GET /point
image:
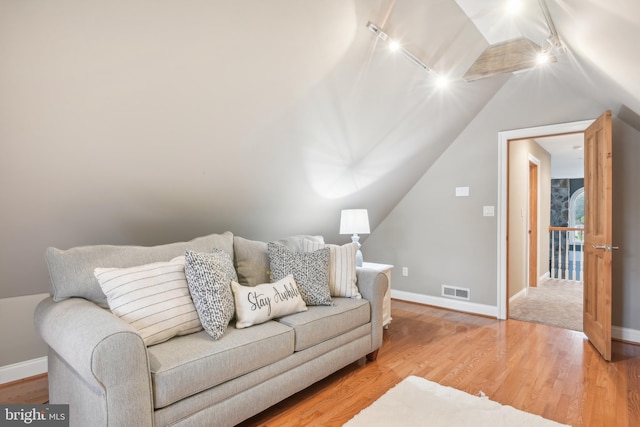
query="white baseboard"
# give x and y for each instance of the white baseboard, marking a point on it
(21, 370)
(451, 304)
(617, 332)
(522, 293)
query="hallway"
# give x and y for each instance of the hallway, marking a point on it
(553, 302)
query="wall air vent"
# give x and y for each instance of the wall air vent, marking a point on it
(454, 292)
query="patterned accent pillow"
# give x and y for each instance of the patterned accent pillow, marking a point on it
(257, 304)
(153, 298)
(209, 276)
(310, 271)
(342, 268)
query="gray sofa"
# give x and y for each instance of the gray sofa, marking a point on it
(100, 366)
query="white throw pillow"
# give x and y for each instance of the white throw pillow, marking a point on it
(342, 268)
(257, 304)
(153, 298)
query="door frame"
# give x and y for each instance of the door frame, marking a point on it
(503, 178)
(533, 221)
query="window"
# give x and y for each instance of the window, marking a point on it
(576, 214)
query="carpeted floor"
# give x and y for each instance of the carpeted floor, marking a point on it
(553, 302)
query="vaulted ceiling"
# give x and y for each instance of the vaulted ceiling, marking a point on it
(145, 122)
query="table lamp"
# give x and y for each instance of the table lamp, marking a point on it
(354, 222)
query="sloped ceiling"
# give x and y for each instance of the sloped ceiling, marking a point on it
(147, 122)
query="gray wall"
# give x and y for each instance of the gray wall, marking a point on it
(151, 122)
(444, 239)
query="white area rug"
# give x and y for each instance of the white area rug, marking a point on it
(419, 402)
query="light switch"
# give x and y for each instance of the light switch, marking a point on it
(462, 191)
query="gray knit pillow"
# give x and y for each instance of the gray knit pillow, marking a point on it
(209, 276)
(310, 271)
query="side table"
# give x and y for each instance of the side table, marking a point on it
(386, 303)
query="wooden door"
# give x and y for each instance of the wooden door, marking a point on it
(533, 224)
(597, 243)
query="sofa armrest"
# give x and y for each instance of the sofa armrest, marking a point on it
(105, 352)
(372, 286)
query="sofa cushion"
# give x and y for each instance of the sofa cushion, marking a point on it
(310, 271)
(319, 324)
(71, 270)
(342, 268)
(209, 276)
(257, 304)
(251, 259)
(154, 298)
(189, 364)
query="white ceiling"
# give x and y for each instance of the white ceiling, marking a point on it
(567, 154)
(497, 24)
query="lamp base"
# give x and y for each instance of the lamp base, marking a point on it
(359, 259)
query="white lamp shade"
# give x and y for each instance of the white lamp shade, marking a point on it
(354, 221)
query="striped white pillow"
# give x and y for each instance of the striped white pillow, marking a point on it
(153, 298)
(342, 268)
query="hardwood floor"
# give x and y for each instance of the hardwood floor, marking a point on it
(540, 369)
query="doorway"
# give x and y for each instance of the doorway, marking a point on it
(504, 137)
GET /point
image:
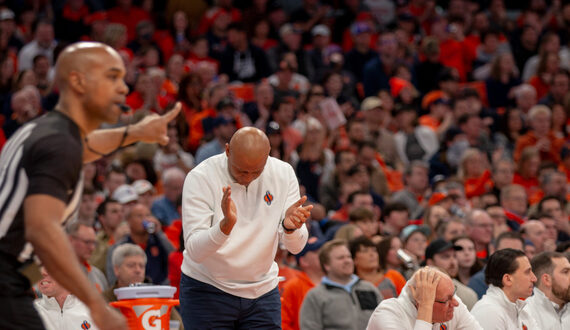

━━━━

■ EXERCISE DIRECTIONS:
Collect every line of the data above that contains the string "lamp". Case counts.

■ ANSWER FOR THIS EXERCISE:
query="table lamp"
# give x and y for each instance of the table lamp, marking a point on it
query="lamp base"
# give x and y for each instance of the lamp base, marking a point on it
query="white lamp shade"
# give x and y for each instance of the white lamp shade, marking a point on it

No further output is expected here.